● Work to be completed
Extract each line of the data below exactly as written.

● Information given
* * * *

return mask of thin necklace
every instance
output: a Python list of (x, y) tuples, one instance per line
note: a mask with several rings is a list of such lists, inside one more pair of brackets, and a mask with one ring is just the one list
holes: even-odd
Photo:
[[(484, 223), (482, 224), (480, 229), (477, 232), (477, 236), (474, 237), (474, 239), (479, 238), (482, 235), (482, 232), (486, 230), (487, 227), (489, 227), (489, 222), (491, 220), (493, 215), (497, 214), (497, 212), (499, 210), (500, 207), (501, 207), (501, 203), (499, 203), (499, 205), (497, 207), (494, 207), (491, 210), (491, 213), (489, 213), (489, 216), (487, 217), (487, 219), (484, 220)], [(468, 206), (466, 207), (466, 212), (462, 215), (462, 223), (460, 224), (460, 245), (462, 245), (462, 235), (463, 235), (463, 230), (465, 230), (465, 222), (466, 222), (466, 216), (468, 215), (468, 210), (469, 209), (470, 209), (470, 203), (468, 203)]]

* * * *

● Task solution
return mask of thin necklace
every instance
output: a Python list of (x, y) tuples, one instance per line
note: a mask with several rings is a list of such lists, inside one more pair of brackets, and a mask with one ring is just the one list
holes: even-odd
Photo:
[[(484, 223), (482, 224), (480, 229), (477, 232), (477, 236), (474, 237), (474, 239), (479, 238), (482, 235), (482, 232), (486, 230), (487, 227), (489, 227), (489, 222), (491, 220), (493, 215), (497, 214), (497, 212), (499, 210), (500, 207), (501, 207), (501, 203), (499, 203), (499, 205), (497, 207), (494, 207), (491, 210), (491, 213), (489, 213), (489, 216), (487, 217), (487, 219), (484, 220)], [(468, 206), (466, 207), (466, 212), (462, 215), (462, 223), (460, 224), (460, 245), (462, 245), (462, 235), (463, 235), (463, 230), (465, 230), (465, 222), (466, 222), (466, 216), (468, 215), (468, 210), (469, 209), (470, 209), (470, 203), (468, 203)]]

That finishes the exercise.